## SHORT PROBLEM
Restate the full set of records exactly, word for word.

[Coordinate annotation entries]
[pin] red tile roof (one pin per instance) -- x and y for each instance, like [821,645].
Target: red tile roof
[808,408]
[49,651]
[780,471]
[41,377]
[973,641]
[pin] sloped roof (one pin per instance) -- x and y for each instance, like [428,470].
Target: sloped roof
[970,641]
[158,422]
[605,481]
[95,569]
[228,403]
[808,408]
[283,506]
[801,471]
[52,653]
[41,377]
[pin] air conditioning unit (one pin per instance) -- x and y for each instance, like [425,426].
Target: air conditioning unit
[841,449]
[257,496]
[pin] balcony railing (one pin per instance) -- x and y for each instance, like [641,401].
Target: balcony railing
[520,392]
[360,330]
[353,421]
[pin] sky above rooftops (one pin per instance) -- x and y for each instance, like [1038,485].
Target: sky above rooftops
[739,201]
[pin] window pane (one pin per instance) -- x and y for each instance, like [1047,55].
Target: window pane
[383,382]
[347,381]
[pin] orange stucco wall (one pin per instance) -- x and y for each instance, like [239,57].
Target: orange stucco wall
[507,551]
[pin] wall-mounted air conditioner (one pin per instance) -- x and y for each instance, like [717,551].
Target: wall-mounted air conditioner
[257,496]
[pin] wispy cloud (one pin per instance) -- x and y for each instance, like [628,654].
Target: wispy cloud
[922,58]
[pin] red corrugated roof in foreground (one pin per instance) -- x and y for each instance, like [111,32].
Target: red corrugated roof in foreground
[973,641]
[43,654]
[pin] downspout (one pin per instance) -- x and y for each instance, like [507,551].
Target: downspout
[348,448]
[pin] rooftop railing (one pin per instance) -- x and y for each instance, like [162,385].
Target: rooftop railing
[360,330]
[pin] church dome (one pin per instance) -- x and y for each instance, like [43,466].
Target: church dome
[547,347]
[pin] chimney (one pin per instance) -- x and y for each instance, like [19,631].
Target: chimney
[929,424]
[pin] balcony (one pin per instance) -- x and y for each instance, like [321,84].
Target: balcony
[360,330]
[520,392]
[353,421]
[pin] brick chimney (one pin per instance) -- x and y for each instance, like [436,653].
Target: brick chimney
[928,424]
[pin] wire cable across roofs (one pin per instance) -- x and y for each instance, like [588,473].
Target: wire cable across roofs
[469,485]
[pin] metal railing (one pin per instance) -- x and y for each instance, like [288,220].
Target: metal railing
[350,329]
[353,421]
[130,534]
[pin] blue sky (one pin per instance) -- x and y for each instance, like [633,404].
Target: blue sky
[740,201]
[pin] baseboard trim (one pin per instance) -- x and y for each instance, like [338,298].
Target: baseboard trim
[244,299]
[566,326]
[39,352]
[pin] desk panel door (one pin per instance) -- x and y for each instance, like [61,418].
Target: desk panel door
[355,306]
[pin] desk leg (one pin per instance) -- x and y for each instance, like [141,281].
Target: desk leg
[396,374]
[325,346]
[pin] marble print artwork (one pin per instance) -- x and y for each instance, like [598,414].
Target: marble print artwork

## EXERCISE RESPONSE
[pin] red tile roof (one pin per instance) -- x and y for each instance, like [821,645].
Target: red tile roof
[808,408]
[49,651]
[780,471]
[41,377]
[973,641]
[pin] sloped roof (one pin per instance) -- x and y for each instance, like [428,470].
Target: sloped roof
[970,641]
[158,422]
[605,481]
[95,569]
[228,403]
[808,408]
[283,506]
[801,471]
[52,653]
[41,377]
[pin] air conditioning unit (one pin per instance) -- x and y for each instance, like [425,426].
Target: air conditioning unit
[841,449]
[257,496]
[pin] balcony railing (one pin per instance) -- x and y for each instance, like [641,401].
Target: balcony railing
[520,392]
[360,330]
[353,421]
[pin] sky above rooftops (one pin per instance) -- x and y for each instance, like [1038,485].
Target: sky above rooftops
[739,201]
[pin] window pane (one pin per instance) -- x and y for each instance, like [1047,55].
Target: window pane
[383,382]
[347,381]
[pin] orange stucco wall (one pin per instance) -- x and y for each instance, like [239,57].
Target: orange stucco wall
[507,551]
[pin] wall-mounted air conditioner (one pin per instance) -- x and y for each instance, like [717,551].
Target: wall-mounted air conditioner
[257,496]
[pin] wispy cloud (one pin per instance) -- x and y for each instance, like [628,654].
Target: wispy cloud
[922,58]
[pin] red corrugated roof in foreground (one pin per instance) -- x and y for each instance, like [111,32].
Target: red corrugated roof in foreground
[973,641]
[43,654]
[pin] downspout (one pin per instance) -- x and y for each instance, like [507,551].
Target: downspout
[348,448]
[pin] rooftop railing (one pin per instance) -- x and y for each instance, like [162,385].
Target: rooftop railing
[360,330]
[pin] church dome (one pin per instance) -- x and y for each instance, like [43,466].
Target: church dome
[547,347]
[pin] chimney (one pin per instance) -- x and y for each instance, like [19,631].
Target: chimney
[929,424]
[pin] balcony (one pin per instance) -- x and y for each instance, like [321,84].
Target: balcony
[360,330]
[520,392]
[353,421]
[pin] brick chimney (one pin per instance) -- x and y for each instance, like [436,653].
Target: brick chimney
[928,424]
[pin] wire cable across roofs (one pin per instance) -- x and y for each instance, like [588,473].
Target: wire cable across roofs
[469,485]
[pin] metal railing (one pin per instance) -- x and y for each instance, like [288,220].
Target: metal railing
[350,329]
[353,421]
[130,534]
[pin] blue sky (one pin per instance) -- x and y for each instance, like [633,404].
Target: blue sky
[740,201]
[pin] baseboard trim (one pin per instance) -- x and y for each instance, like [338,298].
Target: baseboard trim
[244,299]
[566,326]
[39,352]
[pin] desk panel door (one pin per instance) -- x and y for each instance, like [61,418].
Target: desk panel door
[355,306]
[pin] desk leg (one pin per instance) -- x and y for each instance, like [141,281].
Target: desk leg
[396,374]
[325,346]
[pin] marble print artwork (one pin per instance) -- x and y for each instance, like [598,414].
Target: marble print artwork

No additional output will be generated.